_DOCUMENT TEXT:_
++++++
A recent investigation by the Daily Telegraph newspaper has exposed that the number of hospitals recently admitting to delays in A&E of 20 hours or more has doubled in just a year. Some patients are waiting in A&E for up to two days due to the growing NHS beds crisis.
Figures indicate that during the winter, a third of NHS Trusts experienced waits of at least 20 hours – with some unfortunate patients having to wait in A&E for as much as 46 hours.
During the previous year, only one out of every six trusts recorded waits in A&E of more than 20 hours, according to a Freedom of Information Act request.
Responding to the report, charities said the figures were “extraordinary” and “alarming”, and claimed they were evidence that hospitals were now routinely running out of capacity for new admissions as they became overcrowded.
“Bed-blocking”, a term which the NHS itself does not like to use, also reached record levels this winter. Rising numbers of elderly or vulnerable patients were being left in hospital due to a lack of assistance and social services support to allow them to go home.
The latest figures show that occupancy rates hit an all-time high in the last quarter of 2014, at 89.5%.
In order to reduce infection rates the recommended maximum occupancy is 85%, but in the weeks leading up to Christmas some hospitals reached levels of 99.5%. Head of the Royal College of Nursing, Dr Peter Carter, has reacted strongly, describing the numbers as “astounding and horrifying”.
According to the investigation by the Telegraph, all Trusts in England who operated a large A&E department were requested to provide details of how long people stayed in A&E over the last two winters.
Several Trusts refused to supply figures, saying it could compromise patient confidentiality. 45 Trusts did supply figures spanning both winters. 41 of those showed A&E stays of over 12 hours, and 16 admitted to patients being kept in A&E for 20 hours or more.
East Kent Hospitals University Foundation Trust was the organisation which admitted to the longest stay of 45 hours and 59 minutes, which was experienced by a patient suffering from mental health difficulties and who was eventually admitted to a different ward.
Across the country, the figures show a deteriorating picture. Last winter, 80% of trusts which provided figures said that they had experienced A&E delays of 12 hours of more. In the previous year, this figure was only 71%, and in 2009/10 only 64%.
A&E performance is measured by the percentage of patients who are treated in under four hours in a system set up by the last Labour government. The latest prove that the full target of achieving this standard in 95% of cases has not been hit in a year.
Only 91.8% of patients were seen in the four hour window between January and March, which was the worst quarterly performance since first measurements in 2004.
NHS Trusts are also required to issue figures to central management about the number of patients waiting in A&E for over 4 and over 12 hours after doctors have decided to admit them. However, there is no requirement to report on patients after 12 hours has passed, leading to worries that these patients are considered lower priority.
++++++
_DATA RECORDS:_

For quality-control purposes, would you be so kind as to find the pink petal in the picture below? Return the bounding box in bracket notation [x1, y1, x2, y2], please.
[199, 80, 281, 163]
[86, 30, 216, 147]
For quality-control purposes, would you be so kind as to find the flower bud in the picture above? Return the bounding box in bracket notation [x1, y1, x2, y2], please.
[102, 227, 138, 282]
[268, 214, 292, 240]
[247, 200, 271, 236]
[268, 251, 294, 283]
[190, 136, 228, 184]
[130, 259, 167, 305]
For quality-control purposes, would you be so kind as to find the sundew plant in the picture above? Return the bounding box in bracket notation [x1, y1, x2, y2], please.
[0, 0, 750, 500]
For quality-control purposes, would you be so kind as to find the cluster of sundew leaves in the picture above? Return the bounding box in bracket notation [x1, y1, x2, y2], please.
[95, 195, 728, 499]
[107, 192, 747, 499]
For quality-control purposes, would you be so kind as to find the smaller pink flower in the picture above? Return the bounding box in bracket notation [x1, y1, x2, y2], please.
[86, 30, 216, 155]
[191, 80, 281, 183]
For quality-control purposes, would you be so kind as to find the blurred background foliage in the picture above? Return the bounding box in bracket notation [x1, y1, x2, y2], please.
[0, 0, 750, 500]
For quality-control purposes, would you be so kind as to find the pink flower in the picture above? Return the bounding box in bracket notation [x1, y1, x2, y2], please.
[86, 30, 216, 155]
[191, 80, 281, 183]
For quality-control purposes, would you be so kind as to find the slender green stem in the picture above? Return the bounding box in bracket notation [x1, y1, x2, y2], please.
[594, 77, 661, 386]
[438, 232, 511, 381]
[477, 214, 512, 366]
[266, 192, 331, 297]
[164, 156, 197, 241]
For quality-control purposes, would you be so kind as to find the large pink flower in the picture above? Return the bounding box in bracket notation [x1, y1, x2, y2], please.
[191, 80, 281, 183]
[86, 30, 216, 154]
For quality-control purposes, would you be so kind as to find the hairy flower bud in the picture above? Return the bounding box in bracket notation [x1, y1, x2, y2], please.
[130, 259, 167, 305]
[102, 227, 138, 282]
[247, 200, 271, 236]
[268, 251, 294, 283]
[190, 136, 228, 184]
++++++
_WHAT TO WORK ON:_
**A.** In the A&E article, what is the recommended maximum hospital occupancy for reducing infection rates?
**B.** Write out everything from "In order to" down to "hours or more." in the A&E article, substituting "privacy" for "confidentiality".
The records were taken from a separate source.

_ANSWERS BY ITEM NUMBER:_
**A.** The recommended maximum occupancy is 85%.

**B.**
In order to reduce infection rates the recommended maximum occupancy is 85%, but in the weeks leading up to Christmas some hospitals reached levels of 99.5%. Head of the Royal College of Nursing, Dr Peter Carter, has reacted strongly, describing the numbers as “astounding and horrifying”.
According to the investigation by the Telegraph, all Trusts in England who operated a large A&E department were requested to provide details of how long people stayed in A&E over the last two winters.
Several Trusts refused to supply figures, saying it could compromise patient privacy. 45 Trusts did supply figures spanning both winters. 41 of those showed A&E stays of over 12 hours, and 16 admitted to patients being kept in A&E for 20 hours or more.